Take the listing below and print exactly the lines starting at the line containing "Each <instance> block" and ending at the line containing "negative clicks: (610, 186)", both ends included, and no others.

◆ **SUPPLIED RECORDS**:
• • • •
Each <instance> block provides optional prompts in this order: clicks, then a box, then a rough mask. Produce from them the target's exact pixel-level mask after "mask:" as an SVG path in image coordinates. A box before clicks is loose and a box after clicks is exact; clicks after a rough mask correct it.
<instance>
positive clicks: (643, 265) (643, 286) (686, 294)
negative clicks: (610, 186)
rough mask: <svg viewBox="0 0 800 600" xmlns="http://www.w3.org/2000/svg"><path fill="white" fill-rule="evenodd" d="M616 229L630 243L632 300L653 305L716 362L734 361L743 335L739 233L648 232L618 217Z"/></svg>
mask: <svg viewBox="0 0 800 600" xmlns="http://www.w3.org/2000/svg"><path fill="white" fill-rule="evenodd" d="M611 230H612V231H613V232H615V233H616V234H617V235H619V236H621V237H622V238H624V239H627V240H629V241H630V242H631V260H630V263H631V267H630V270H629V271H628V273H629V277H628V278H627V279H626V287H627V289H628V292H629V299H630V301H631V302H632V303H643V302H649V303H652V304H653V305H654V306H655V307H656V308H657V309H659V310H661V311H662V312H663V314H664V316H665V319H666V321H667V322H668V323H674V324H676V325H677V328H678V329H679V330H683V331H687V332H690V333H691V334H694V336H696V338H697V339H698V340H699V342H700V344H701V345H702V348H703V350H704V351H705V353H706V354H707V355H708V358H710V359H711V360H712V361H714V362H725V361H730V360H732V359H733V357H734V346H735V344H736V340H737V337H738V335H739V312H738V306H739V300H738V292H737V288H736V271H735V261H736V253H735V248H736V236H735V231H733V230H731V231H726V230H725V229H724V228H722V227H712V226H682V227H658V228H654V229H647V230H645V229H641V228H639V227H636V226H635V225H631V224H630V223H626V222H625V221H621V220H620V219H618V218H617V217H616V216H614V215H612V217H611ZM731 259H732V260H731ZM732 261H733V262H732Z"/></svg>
• • • •
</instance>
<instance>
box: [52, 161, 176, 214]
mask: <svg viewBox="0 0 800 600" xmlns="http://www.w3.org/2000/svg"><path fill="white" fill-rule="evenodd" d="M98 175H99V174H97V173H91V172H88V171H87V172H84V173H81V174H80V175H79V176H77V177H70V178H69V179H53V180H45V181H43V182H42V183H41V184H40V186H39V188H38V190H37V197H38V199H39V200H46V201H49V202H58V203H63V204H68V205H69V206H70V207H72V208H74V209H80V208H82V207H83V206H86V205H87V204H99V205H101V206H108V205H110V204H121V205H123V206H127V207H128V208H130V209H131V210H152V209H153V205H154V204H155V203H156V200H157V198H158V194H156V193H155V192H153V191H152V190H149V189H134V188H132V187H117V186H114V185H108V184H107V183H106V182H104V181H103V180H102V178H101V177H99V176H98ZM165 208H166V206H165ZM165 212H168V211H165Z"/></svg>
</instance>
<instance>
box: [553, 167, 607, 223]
• • • •
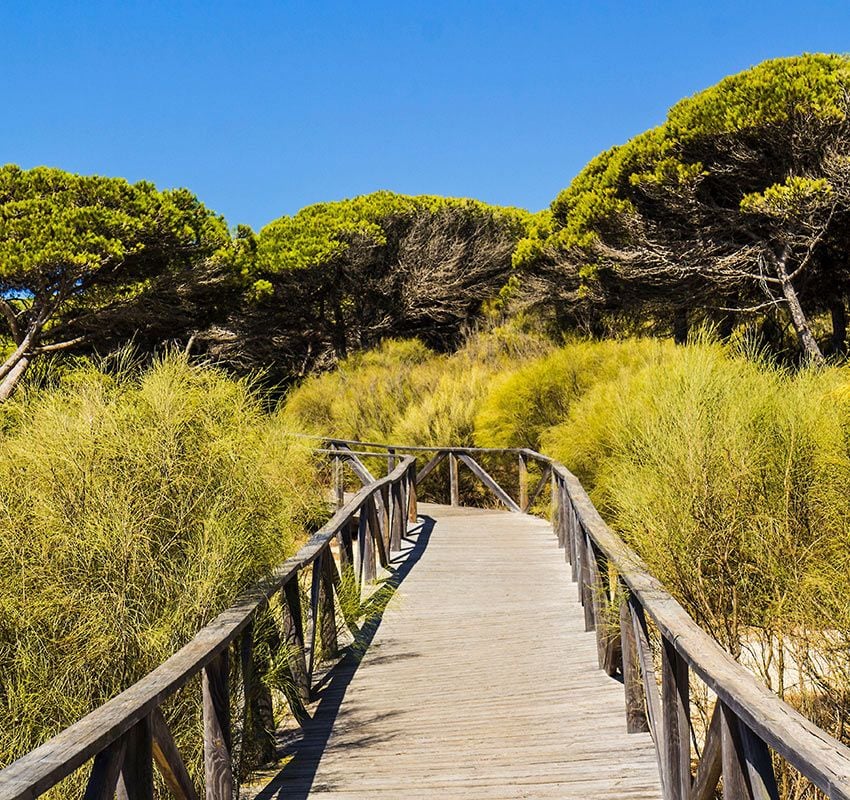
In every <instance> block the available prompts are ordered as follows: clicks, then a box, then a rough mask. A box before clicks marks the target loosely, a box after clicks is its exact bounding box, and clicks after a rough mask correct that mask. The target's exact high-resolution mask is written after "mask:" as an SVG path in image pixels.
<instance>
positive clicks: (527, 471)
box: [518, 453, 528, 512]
• • • •
◆ **ANSWER AREA**:
Each <instance> block provides optional prompts in this order: clicks, then a box, then a rough mask. Produce from them the target's exact pixel-level mask after "mask:" as an SVG path in image coordinates. A box before clicks is loose and a box after clicks is exact; clicks after a rough mask correct it.
<instance>
positive clicks: (643, 265) (643, 286) (686, 294)
negative clicks: (610, 186)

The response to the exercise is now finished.